**TEXT SECTION:**
↓

You are viewing a plain text version of this content. The canonical link for it is here.
Posted to issues-all@impala.apache.org by "Fifteen (Jira)" <ji...@apache.org> on 2021/09/02 07:51:00 UTC
[jira] [Commented] (IMPALA-10342) Flooding of UDF warnings crash the coordinator

    [ https://issues.apache.org/jira/browse/IMPALA-10342?page=com.atlassian.jira.plugin.system.issuetabpanels:comment-tabpanel&focusedCommentId=17408649#comment-17408649 ] 

Fifteen commented on IMPALA-10342:
----------------------------------

Hi, thank you for looking into this case.

 

I do like the idea that we should rate limit those warnings, but what makes implementation difficult is that each executor is highly state-less. Each executor has no idea how many warnings have been reported by others. I think there're at least two different ways to achieve this.

1) Simple way, Ignore parallelization. We can set a rate limit for per-line warnings. The limit is a query-level option and remains the same for all fragement instances. In `ExecNodes`,  before calling `addWarning()`, the warnings will be de-duplicated by a hash set. We can then make sure the rate limitation will not mute other low probability warnings.  

2) Complex way, use global state. We can add a new type of topic in statestored and each executor node is a subscriber. The content of that topic is how many different warnings have been reported by fragment instances of a given query. The decision of report or not is made basing on the snapshot of such global state. This way is a bit complex, but will make the rate limitation more accurate.

 

Owning to ExchangeNode/KrpcDatastreamService is also bottleneck for the flooding warnings. I think the receiver side rate limit is not a viable option.

> Flooding of UDF warnings crash the coordinator
> ----------------------------------------------
>
>                 Key: IMPALA-10342
>                 URL: https://issues.apache.org/jira/browse/IMPALA-10342
>             Project: IMPALA
>          Issue Type: Bug
>          Components: Backend
>            Reporter: Fifteen
>            Assignee: Fifteen
>            Priority: Minor
>         Attachments: image-2020-11-19-17-30-22-918.png, image-2020-11-23-09-57-49-840.png, image-2021-04-28-20-20-45-798.png, impalad-ram-profile.pdf
>
>
> Hi, when encounting error, both `get_json_object()` and `DecimalOperators::IntToDecimalVal` will raise warning.
> During to their stateless nature, The warning flood will easily overwhelm cluster's processing capacity.
> To be specific, we have observed these bottlenecks:
> *Exchange Receiver*:   the default value for `rpc_max_message_size` is 50MB. The flooding warning messages carried by ReportExecStatusPB may exceed that limit, causing profile-less status report. Or,  if the report message size is somehow under the limit, the bandwidth consumption is also non-trivial.

↑

[Point annotation dataset items]
↓

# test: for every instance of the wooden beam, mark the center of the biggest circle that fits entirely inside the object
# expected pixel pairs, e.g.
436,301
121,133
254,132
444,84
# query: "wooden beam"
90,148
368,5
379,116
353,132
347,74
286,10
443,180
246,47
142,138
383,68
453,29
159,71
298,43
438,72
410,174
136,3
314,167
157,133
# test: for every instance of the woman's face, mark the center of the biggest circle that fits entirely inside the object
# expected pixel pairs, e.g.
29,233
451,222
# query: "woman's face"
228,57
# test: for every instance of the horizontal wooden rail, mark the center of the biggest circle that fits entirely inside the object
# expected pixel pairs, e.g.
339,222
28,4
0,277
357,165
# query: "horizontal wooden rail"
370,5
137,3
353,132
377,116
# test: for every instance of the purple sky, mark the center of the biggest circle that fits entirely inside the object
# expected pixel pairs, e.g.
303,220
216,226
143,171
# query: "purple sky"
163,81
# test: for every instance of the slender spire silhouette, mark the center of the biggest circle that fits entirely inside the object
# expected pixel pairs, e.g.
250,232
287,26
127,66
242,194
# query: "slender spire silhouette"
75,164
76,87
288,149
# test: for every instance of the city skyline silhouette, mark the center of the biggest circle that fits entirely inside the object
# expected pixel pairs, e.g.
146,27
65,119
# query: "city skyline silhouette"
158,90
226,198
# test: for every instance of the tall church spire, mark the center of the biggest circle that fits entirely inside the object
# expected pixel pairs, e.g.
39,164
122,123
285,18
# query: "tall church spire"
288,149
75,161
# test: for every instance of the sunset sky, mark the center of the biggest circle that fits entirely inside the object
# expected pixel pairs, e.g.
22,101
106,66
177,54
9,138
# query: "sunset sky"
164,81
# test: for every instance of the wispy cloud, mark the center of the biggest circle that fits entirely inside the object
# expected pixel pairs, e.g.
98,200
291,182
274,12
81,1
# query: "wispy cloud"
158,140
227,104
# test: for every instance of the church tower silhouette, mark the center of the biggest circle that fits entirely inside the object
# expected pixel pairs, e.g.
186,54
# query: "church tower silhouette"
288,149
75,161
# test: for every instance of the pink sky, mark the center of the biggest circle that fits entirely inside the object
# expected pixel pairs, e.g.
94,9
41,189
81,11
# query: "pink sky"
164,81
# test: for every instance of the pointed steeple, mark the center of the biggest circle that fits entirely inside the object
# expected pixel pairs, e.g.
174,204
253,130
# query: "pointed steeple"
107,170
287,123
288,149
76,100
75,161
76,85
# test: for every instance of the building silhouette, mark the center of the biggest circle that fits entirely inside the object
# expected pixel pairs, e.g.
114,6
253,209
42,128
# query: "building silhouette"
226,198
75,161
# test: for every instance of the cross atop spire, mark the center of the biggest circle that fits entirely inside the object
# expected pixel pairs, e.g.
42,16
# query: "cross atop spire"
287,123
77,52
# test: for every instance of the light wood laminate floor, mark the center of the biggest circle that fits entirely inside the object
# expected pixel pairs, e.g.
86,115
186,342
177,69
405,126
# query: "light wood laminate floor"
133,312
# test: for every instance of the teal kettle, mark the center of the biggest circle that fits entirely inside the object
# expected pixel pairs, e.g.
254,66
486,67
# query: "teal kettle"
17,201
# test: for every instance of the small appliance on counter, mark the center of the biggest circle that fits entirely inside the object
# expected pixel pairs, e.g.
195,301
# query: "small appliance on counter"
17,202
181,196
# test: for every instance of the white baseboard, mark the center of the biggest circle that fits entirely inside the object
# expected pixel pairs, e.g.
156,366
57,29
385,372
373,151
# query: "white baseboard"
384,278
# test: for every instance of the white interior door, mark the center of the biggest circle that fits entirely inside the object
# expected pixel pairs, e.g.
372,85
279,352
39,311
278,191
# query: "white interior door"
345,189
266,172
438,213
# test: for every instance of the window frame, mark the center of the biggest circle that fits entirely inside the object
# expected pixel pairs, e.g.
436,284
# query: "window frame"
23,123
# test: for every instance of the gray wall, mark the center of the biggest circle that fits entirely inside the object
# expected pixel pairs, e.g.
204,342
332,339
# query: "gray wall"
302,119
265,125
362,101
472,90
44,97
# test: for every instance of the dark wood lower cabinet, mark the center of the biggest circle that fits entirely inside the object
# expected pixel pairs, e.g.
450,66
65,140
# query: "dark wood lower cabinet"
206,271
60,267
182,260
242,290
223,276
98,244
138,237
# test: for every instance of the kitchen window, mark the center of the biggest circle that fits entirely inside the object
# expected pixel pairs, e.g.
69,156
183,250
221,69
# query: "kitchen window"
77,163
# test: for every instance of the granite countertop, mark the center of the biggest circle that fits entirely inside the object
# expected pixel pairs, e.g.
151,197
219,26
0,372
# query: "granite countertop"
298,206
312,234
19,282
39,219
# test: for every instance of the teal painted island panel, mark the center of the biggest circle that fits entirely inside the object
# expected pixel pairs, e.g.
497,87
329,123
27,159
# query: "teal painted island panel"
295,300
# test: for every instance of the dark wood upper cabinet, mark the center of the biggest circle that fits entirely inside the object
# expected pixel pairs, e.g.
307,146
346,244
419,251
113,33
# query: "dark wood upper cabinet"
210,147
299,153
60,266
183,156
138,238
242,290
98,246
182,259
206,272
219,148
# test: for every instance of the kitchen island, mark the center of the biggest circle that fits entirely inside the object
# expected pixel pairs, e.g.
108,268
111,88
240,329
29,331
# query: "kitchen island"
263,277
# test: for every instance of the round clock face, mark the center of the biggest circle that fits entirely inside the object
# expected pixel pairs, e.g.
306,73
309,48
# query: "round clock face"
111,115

↑

**WHAT YOU ARE ASKED TO DO:**
Decide whether each statement agrees with the issue comment above, answering yes or no and quoting the words of the issue comment that settle it: (a) each executor knows how many warnings the other executors have reported; (b) in the simple way, the rate limit is a query-level option; (c) the default value for `rpc_max_message_size` is 100MB.

**REPLY:**
(a) No: "Each executor has no idea how many warnings have been reported by others."
(b) Yes: "The limit is a query-level option"
(c) No: "the default value for `rpc_max_message_size` is 50MB"